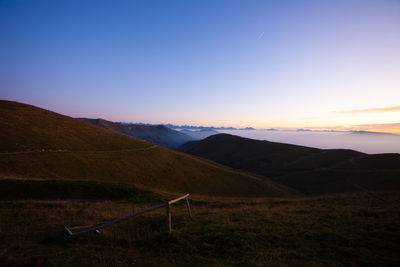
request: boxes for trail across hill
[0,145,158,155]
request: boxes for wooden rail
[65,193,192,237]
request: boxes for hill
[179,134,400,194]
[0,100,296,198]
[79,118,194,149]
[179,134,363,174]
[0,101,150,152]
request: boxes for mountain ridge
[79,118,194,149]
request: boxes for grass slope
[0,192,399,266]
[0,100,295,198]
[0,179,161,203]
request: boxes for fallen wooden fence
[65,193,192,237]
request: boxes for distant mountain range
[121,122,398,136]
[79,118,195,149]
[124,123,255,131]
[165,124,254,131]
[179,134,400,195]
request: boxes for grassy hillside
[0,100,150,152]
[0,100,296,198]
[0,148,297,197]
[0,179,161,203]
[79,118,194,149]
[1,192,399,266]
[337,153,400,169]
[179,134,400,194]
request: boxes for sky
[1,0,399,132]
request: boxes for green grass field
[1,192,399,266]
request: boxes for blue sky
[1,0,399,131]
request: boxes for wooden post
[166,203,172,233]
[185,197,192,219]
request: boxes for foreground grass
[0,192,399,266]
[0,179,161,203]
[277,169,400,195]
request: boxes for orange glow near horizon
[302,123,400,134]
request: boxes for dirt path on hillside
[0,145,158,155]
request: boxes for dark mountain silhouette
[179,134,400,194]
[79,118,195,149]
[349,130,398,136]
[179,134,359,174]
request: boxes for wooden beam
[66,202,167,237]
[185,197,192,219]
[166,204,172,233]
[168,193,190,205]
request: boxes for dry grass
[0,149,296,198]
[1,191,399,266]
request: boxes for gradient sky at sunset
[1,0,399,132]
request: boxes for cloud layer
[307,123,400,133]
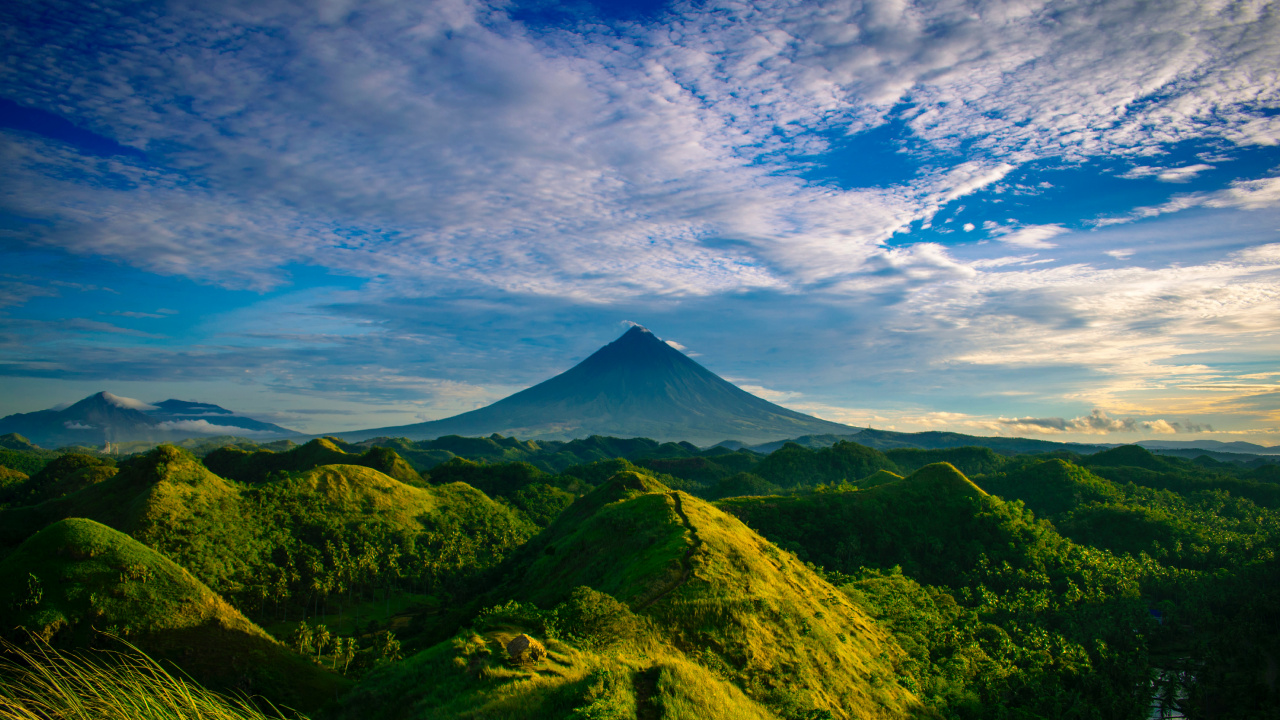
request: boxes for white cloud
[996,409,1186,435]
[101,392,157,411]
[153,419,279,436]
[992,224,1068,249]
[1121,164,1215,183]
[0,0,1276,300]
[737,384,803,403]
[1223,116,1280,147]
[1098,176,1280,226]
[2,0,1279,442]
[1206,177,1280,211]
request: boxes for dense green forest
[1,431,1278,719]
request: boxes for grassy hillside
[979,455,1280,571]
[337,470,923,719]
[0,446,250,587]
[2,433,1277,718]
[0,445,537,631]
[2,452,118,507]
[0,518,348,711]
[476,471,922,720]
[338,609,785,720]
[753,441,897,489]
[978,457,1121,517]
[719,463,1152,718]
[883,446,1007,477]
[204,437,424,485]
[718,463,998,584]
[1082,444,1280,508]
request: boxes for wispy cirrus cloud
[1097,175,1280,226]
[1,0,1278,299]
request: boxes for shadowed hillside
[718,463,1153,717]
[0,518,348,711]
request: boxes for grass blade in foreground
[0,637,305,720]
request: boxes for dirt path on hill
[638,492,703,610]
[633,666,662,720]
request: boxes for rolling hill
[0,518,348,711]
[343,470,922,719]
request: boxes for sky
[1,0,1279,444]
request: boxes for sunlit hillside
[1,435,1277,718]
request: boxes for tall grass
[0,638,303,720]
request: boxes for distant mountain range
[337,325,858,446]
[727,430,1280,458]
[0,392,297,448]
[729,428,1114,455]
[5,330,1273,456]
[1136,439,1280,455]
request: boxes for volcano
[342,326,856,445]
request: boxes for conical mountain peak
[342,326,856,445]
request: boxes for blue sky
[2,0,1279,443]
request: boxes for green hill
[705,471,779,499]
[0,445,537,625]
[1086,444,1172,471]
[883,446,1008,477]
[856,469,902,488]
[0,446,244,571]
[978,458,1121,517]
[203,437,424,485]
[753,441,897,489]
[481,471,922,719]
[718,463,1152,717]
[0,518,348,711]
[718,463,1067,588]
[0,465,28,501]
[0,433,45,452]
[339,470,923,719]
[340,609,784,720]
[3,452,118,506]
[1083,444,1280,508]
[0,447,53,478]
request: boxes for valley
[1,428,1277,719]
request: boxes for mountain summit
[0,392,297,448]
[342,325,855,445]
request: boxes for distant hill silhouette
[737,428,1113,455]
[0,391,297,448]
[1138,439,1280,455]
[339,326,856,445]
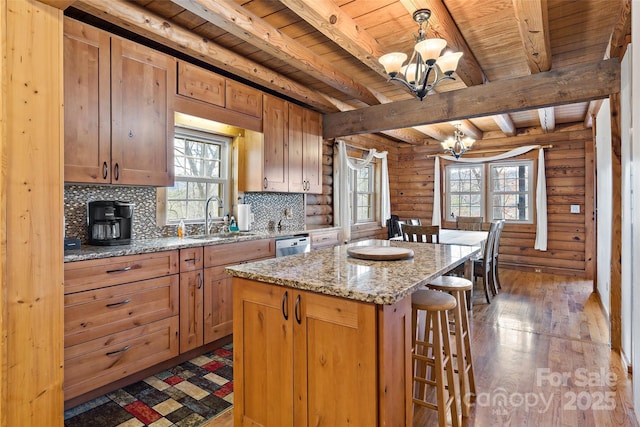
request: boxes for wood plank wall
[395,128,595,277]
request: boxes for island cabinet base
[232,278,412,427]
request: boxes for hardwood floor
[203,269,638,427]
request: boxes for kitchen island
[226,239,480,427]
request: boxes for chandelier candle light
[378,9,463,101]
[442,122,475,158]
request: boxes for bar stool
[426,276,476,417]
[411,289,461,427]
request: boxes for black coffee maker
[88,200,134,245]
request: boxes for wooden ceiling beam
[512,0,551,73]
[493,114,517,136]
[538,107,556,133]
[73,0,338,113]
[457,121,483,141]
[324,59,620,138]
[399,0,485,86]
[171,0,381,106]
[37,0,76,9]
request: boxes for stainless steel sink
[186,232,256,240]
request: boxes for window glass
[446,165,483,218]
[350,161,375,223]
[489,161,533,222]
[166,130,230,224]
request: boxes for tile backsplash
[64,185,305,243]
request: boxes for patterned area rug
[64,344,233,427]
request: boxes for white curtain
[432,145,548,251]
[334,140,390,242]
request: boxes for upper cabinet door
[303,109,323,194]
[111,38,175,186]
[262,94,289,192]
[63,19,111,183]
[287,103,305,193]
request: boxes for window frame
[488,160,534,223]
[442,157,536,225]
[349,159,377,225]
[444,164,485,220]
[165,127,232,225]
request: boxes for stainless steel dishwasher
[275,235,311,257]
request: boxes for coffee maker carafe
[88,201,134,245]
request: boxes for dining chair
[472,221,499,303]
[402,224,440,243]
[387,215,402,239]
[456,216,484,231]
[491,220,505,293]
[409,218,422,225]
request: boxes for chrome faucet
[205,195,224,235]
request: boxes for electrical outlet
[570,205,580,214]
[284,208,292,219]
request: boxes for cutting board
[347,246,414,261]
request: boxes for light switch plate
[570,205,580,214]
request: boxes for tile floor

+ + + +

● Exercise goal: Print the records verbatim, without pictures.

● Output:
request: boxes for trail across hill
[0,145,158,155]
request: boxes for wooden rail
[65,193,192,237]
request: boxes for hill
[179,134,400,194]
[0,100,296,198]
[79,118,194,149]
[179,134,363,174]
[0,101,150,152]
request: boxes for mountain ridge
[79,118,194,149]
request: boxes for grass slope
[0,192,399,266]
[0,100,295,198]
[0,179,161,203]
request: boxes for fallen wooden fence
[65,193,192,237]
request: boxes for distant mountain range
[121,122,398,136]
[79,118,195,149]
[124,123,255,131]
[165,124,254,131]
[179,134,400,195]
request: boxes for grassy hillside
[0,100,150,152]
[0,100,296,198]
[0,148,297,197]
[0,179,161,203]
[79,118,194,149]
[1,192,399,266]
[337,153,400,169]
[179,134,400,194]
request: boxes for sky
[1,0,399,132]
request: boxes for green grass field
[1,192,399,266]
request: boxes for blue sky
[1,0,399,131]
request: boxes for wooden post
[166,203,172,233]
[185,197,192,219]
request: boxes for foreground grass
[0,192,399,266]
[0,179,161,203]
[277,169,400,195]
request: boxes for orange glow near horizon
[302,123,400,134]
request: boxes for dirt path on hillside
[0,145,158,155]
request: boxes for dark mountain silhouette
[179,134,400,194]
[79,118,195,149]
[349,130,398,136]
[179,134,359,174]
request: boxes for wooden beam
[66,202,167,237]
[185,197,192,219]
[166,204,172,233]
[168,193,190,205]
request: boxes for dry grass
[0,149,296,198]
[1,191,399,266]
request: boxes for gradient sky at sunset
[1,0,399,132]
request: boxes for cloud layer
[307,123,400,133]
request: boxes for white cloud
[996,409,1186,435]
[101,392,157,411]
[153,419,279,436]
[992,224,1068,249]
[1121,164,1215,183]
[0,0,1276,300]
[737,384,803,403]
[1223,116,1280,147]
[1098,176,1280,226]
[2,0,1279,442]
[1206,177,1280,211]
request: boxes for dense green forest
[1,431,1278,719]
request: boxes for grassy hillside
[979,455,1280,571]
[337,470,923,719]
[0,446,250,587]
[2,433,1277,718]
[0,445,537,631]
[2,452,118,507]
[0,518,348,711]
[476,471,922,720]
[338,609,785,720]
[753,441,897,489]
[978,457,1121,517]
[719,463,1152,718]
[883,446,1007,477]
[204,437,424,485]
[718,463,998,584]
[1082,444,1280,508]
request: boxes for wispy cirrus cloud
[1097,175,1280,226]
[1,0,1278,299]
request: boxes for shadowed hillside
[718,463,1153,717]
[0,518,348,711]
request: boxes for grass blade in foreground
[0,637,305,720]
request: boxes for dirt path on hill
[638,492,703,610]
[633,666,662,720]
request: boxes for rolling hill
[0,518,348,711]
[343,470,922,719]
request: boxes for sky
[1,0,1279,444]
request: boxes for sunlit hillside
[1,435,1277,718]
request: boxes for tall grass
[0,638,303,720]
request: boxes for distant mountain range
[337,325,858,446]
[727,430,1280,458]
[0,392,297,448]
[729,428,1114,455]
[5,330,1273,456]
[1136,439,1280,455]
request: boxes for volcano
[342,326,856,445]
request: boxes for conical mountain peak
[342,326,856,445]
request: boxes for blue sky
[2,0,1279,443]
request: boxes for green hill
[705,471,779,499]
[0,445,537,625]
[1086,444,1172,471]
[883,446,1008,477]
[856,469,902,488]
[0,446,244,571]
[978,458,1121,517]
[203,437,424,485]
[753,441,897,489]
[481,471,922,719]
[718,463,1152,717]
[0,518,348,711]
[718,463,1067,588]
[0,465,28,501]
[0,433,45,452]
[339,470,923,719]
[340,609,784,720]
[3,452,118,506]
[1083,444,1280,508]
[0,447,53,478]
request: boxes for valley
[1,428,1277,719]
request: boxes for mountain summit
[0,392,297,448]
[342,325,855,445]
request: boxes for distant hill silhouette
[737,428,1113,455]
[0,391,297,448]
[1138,439,1280,455]
[339,326,856,445]
request: boxes for wood plank wall
[395,128,595,277]
request: boxes for island cabinet base
[232,278,412,427]
request: boxes for hardwood floor
[203,269,638,427]
request: boxes for kitchen island
[226,239,480,427]
request: boxes for chandelier candle light
[378,9,463,101]
[442,122,475,158]
request: boxes for bar stool
[426,276,476,417]
[411,289,461,427]
request: boxes for black coffee maker
[88,200,134,245]
request: boxes for wooden ceiling beam
[512,0,551,73]
[493,114,517,136]
[538,107,556,133]
[73,0,338,113]
[457,121,483,141]
[324,59,620,138]
[399,0,485,86]
[171,0,381,106]
[37,0,76,9]
request: boxes for stainless steel sink
[186,232,256,240]
request: boxes for window glass
[446,165,483,218]
[350,161,375,223]
[489,161,533,222]
[166,130,230,224]
request: boxes for tile backsplash
[64,185,305,243]
request: boxes for patterned area rug
[64,344,233,427]
request: boxes for white curtain
[432,145,548,251]
[334,140,390,242]
request: boxes for upper cabinet door
[303,109,323,194]
[111,38,175,186]
[262,94,289,192]
[63,19,111,183]
[287,103,305,193]
request: boxes for window frame
[488,160,534,223]
[442,157,536,225]
[349,159,377,225]
[444,164,485,220]
[165,127,232,225]
request: boxes for stainless steel dishwasher
[275,235,311,257]
request: boxes for coffee maker carafe
[88,201,134,245]
request: boxes for dining chair
[472,221,499,303]
[402,224,440,243]
[387,215,402,239]
[456,216,484,231]
[491,220,505,293]
[409,218,422,225]
request: boxes for chrome faucet
[205,195,224,235]
request: boxes for electrical outlet
[570,205,580,214]
[284,208,292,219]
request: boxes for cutting board
[347,246,414,261]
request: boxes for light switch plate
[570,205,580,214]
request: boxes for tile floor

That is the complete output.